■ Verilen Metin:
_ _ _
2009’da  kazaya  uğrayan  B737 NG’de  ve   B737 MAX  tipi  uçaklarda, çift  sensör  mevcut  olmasına  rağmen, hatalı (faulty) tek  bir  sensör  girdisiyle, güçlü  bir  bilgisayar  komutu  tetiklenebilmekte. THY  kazasında, altitüt (yükseklik  ölçen) sensörü,  bilgisayarın uçağın  hızını, inişten  hemen  önce,  azaltacak  yönde  kumanda  vermesine  (motor  yakıtını  kesmesine) sebep  olmuştu.

Bir  sensör  arızası  durumunda, pilotların  uçağa  nasıl müdahale / kumanda  edeceği  hususunda Pilot  El  Kitabında yeterli  bilginin  mevcut  olmadığı  da  iddialar  arasında.

FAA (Federal  Aviation  Administration; ABD), 2009  yılı NG  kazasından  sonra, uçaklarda  her  iki  sensör  verisini  de  dikkate  alacak  bir  yazılım  değişikliği  yapılmasını  öngörmüş  ve  sağlatmıştı.

Gerçi  Boeing, bir  yazılım  güncellemesini  NG  kazasından  önce  hazırlamış,  ancak,  bunu 2006’dan  itibaren  üretilecek  uçaklara  uygularken, daha  önce  üretilen  uçaklara   uygulanmasını  kullanıcıların tercihine (satın  almasına)  bırakmıştı. Bu  yazılım  güncellemesi NG  uçağında  çalışmadı. İmalatçı  firma, NG kazası  meydana  gelinceye  kadar  da, NG  ile  uyumlu  bir  yazılım  güncellemesi  yapamadı !

*

Pilotların, Hava  Trafik  Kontrolunun (ATC)  talebi  üzerine, alışılmıştan  daha  hızlı  olarak   alçalmaları  ve  hızlarını  düşürmeleri  gerekti. Bu  esnada, motor  itkisini  kontrol  eden (autothrottle)   bilgisayar, hız  azalmasını regüle  etmek  üzere,  devredeydi.
_ _ _
■ Talimat A:
Verilen metnin "Bir  sensör  arızası  durumunda, pilotların  uçağa  nasıl" ifadesinden başlayıp "güncellemesi  yapamadı !" ifadesine kadar (bu ifade de dâhil) olan bölümünü, "Boeing" yerine "Boeing şirketi" koyarak yeniden yazınız.
_ _ _
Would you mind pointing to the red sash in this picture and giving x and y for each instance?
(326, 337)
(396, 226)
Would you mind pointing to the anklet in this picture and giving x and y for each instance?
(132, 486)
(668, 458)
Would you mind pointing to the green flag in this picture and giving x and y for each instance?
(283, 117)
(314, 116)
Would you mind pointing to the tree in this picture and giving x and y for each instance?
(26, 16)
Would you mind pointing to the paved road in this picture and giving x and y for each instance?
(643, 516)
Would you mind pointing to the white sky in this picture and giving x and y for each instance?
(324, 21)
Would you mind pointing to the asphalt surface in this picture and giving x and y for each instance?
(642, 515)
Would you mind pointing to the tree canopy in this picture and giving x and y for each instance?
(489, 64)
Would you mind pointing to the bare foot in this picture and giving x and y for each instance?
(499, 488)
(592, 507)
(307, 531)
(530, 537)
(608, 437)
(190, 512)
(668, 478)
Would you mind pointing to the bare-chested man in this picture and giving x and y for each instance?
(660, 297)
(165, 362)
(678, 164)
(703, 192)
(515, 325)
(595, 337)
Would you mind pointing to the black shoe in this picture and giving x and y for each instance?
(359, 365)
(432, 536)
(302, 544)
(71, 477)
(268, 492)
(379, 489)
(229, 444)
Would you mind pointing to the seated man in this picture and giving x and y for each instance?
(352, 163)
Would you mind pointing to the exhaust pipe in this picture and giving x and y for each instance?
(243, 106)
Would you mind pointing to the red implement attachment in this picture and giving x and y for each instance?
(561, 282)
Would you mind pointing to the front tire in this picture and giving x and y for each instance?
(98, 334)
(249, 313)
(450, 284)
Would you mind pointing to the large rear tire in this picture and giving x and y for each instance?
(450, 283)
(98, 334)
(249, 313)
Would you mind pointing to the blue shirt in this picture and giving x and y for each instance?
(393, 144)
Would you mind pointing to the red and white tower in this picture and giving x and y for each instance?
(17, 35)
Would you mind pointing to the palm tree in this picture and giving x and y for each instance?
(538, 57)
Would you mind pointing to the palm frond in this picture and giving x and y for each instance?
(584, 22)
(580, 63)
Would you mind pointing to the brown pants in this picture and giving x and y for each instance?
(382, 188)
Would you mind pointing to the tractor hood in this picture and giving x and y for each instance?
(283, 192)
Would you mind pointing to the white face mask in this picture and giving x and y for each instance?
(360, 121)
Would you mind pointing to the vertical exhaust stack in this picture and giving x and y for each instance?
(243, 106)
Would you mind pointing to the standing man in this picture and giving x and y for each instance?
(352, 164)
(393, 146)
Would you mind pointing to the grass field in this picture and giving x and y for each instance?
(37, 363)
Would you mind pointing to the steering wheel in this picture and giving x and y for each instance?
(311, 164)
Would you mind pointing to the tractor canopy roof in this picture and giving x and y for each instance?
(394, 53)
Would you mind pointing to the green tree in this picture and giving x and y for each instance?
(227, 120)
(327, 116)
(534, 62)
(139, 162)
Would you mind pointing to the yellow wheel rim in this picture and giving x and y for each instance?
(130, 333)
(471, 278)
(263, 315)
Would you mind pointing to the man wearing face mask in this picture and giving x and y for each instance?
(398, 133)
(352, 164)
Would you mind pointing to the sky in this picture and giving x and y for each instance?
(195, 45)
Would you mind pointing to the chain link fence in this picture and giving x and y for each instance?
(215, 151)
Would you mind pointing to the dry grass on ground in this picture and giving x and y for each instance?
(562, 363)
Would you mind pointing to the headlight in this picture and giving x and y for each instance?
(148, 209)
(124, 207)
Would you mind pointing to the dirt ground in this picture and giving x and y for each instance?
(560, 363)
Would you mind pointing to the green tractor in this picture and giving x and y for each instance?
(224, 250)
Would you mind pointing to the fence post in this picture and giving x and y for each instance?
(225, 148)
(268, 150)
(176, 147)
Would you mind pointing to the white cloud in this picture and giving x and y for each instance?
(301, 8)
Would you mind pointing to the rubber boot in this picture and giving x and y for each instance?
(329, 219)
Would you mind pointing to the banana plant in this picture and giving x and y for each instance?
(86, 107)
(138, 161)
_ _ _
■ Talimat B:
Kayıtlarda "tractor" dizgesini içeren bütün satırları bir araya toplayınız. Büyük ve küçük harf ayrımı dikkate alınmalıdır.

■ Doğru Çıktı A:
Bir  sensör  arızası  durumunda, pilotların  uçağa  nasıl müdahale / kumanda  edeceği  hususunda Pilot  El  Kitabında yeterli  bilginin  mevcut  olmadığı  da  iddialar  arasında.

FAA (Federal  Aviation  Administration; ABD), 2009  yılı NG  kazasından  sonra, uçaklarda  her  iki  sensör  verisini  de  dikkate  alacak  bir  yazılım  değişikliği  yapılmasını  öngörmüş  ve  sağlatmıştı.

Gerçi  Boeing şirketi, bir  yazılım  güncellemesini  NG  kazasından  önce  hazırlamış,  ancak,  bunu 2006’dan  itibaren  üretilecek  uçaklara  uygularken, daha  önce  üretilen  uçaklara   uygulanmasını  kullanıcıların tercihine (satın  almasına)  bırakmıştı. Bu  yazılım  güncellemesi NG  uçağında  çalışmadı. İmalatçı  firma, NG kazası  meydana  gelinceye  kadar  da, NG  ile  uyumlu  bir  yazılım  güncellemesi  yapamadı !

■ Doğru Çıktı B:
Would you mind pointing to the tractor hood in this picture and giving x and y for each instance?
Would you mind pointing to the tractor canopy roof in this picture and giving x and y for each instance?
Would you mind pointing to the green tractor in this picture and giving x and y for each instance?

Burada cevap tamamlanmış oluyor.